[Material for the task — start]
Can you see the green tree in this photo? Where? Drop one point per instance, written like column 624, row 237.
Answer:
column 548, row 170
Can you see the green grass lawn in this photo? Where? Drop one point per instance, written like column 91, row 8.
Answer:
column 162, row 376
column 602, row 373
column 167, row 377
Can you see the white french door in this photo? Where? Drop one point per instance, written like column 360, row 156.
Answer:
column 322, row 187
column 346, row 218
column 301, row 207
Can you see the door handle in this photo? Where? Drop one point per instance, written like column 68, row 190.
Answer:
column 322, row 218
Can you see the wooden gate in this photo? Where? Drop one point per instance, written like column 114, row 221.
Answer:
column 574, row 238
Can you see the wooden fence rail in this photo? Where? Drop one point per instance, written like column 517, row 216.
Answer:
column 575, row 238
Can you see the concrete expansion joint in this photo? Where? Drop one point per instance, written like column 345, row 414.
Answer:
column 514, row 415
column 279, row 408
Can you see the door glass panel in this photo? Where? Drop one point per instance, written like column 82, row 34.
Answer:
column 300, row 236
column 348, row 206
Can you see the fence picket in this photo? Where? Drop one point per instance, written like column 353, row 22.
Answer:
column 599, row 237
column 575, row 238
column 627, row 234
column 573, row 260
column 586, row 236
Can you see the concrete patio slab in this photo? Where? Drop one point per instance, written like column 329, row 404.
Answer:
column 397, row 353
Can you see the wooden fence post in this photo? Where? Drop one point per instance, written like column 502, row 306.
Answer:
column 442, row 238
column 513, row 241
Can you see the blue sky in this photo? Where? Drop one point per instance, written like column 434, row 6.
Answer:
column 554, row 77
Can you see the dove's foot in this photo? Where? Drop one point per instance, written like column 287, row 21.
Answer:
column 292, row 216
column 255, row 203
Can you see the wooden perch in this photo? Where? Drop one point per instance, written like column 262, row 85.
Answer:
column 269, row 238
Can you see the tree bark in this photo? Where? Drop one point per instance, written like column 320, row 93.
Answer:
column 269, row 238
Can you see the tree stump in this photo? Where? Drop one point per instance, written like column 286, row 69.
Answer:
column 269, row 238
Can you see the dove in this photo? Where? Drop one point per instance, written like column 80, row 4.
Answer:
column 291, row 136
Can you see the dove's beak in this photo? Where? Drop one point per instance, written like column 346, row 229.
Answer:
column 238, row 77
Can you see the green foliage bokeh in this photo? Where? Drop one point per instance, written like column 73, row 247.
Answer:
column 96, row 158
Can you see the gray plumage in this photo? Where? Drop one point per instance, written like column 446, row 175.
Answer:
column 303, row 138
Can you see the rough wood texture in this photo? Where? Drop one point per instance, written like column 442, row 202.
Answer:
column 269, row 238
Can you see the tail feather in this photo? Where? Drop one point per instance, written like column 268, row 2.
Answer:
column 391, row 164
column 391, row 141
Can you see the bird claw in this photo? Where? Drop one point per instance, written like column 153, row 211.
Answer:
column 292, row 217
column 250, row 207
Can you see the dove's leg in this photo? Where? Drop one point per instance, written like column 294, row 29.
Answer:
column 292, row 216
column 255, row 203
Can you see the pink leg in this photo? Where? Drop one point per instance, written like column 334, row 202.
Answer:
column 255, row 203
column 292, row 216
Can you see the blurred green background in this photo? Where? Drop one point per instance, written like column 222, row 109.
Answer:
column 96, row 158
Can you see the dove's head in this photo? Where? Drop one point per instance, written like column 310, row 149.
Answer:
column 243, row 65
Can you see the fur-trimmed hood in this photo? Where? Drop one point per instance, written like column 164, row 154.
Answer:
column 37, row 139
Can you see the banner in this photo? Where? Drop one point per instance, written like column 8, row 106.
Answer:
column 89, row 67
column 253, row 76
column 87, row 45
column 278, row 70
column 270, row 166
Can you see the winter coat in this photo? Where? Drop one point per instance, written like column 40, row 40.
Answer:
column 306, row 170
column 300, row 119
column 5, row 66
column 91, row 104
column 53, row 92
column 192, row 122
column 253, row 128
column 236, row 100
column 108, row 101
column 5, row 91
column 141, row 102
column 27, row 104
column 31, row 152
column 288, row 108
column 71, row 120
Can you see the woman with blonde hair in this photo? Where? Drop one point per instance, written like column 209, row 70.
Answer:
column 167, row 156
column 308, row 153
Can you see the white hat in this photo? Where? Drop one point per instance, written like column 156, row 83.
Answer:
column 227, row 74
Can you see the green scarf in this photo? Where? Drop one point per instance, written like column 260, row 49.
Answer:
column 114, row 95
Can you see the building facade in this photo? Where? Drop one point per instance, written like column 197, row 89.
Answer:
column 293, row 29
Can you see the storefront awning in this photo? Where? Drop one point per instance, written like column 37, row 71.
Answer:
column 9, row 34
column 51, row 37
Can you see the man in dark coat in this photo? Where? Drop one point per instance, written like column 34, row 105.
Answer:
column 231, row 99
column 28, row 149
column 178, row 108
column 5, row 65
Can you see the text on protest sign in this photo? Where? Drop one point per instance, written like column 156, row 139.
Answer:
[Material for the task — finish]
= Your objective =
Restate word for word the lines from the one holding "Can you see the text" through the last line of the listing, omitting every earlier line.

= Answer to the exercise =
Can you see the text on protest sign in this photo? Where? Drop one point per instance, written like column 156, row 139.
Answer:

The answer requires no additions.